Box annotation data, row by row:
** start **

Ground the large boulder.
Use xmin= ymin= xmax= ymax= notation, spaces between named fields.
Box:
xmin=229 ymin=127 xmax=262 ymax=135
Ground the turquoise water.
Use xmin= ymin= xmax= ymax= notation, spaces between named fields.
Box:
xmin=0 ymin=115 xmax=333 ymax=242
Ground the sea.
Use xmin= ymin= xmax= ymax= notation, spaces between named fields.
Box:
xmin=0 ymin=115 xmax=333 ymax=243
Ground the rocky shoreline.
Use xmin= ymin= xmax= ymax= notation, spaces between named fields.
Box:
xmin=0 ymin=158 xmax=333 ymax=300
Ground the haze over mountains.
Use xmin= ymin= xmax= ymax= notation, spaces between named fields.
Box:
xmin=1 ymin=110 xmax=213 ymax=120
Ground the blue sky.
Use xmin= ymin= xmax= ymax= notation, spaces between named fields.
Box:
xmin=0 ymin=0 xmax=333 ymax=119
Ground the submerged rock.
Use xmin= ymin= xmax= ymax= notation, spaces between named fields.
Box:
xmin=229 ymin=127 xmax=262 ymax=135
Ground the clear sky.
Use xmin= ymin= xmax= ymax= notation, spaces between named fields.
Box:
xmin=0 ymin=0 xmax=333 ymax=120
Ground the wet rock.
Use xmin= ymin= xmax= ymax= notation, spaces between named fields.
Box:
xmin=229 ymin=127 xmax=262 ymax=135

** end **

— Given problem —
Can you reproduce all of the lines above, word for word and in the same order?

— Worked solution —
Ground the large boulder.
Use xmin= ymin= xmax= ymax= notation, spaces between named fields.
Box:
xmin=229 ymin=127 xmax=262 ymax=135
Ground the turquoise water.
Use xmin= ymin= xmax= ymax= notation, spaces between named fields.
Box:
xmin=0 ymin=115 xmax=333 ymax=242
Ground the sea.
Use xmin= ymin= xmax= ymax= notation, spaces between named fields.
Box:
xmin=0 ymin=115 xmax=333 ymax=243
Ground the rocky shoreline.
Use xmin= ymin= xmax= ymax= notation, spaces between named fields.
Box:
xmin=0 ymin=158 xmax=333 ymax=300
Ground the haze over mountains.
Use xmin= ymin= xmax= ymax= notation, spaces between named fields.
Box:
xmin=1 ymin=110 xmax=213 ymax=120
Ground the blue sky.
Use xmin= ymin= xmax= ymax= notation, spaces between named fields.
Box:
xmin=0 ymin=0 xmax=333 ymax=119
Ground the submerged rock.
Use xmin= ymin= xmax= ymax= notation, spaces between named fields.
Box:
xmin=229 ymin=127 xmax=262 ymax=135
Ground the clear sky.
Use xmin= ymin= xmax= ymax= notation, spaces between named fields.
Box:
xmin=0 ymin=0 xmax=333 ymax=120
Ground the wet rock.
Use xmin= ymin= xmax= ymax= notation, spaces between named fields.
Box:
xmin=229 ymin=127 xmax=262 ymax=135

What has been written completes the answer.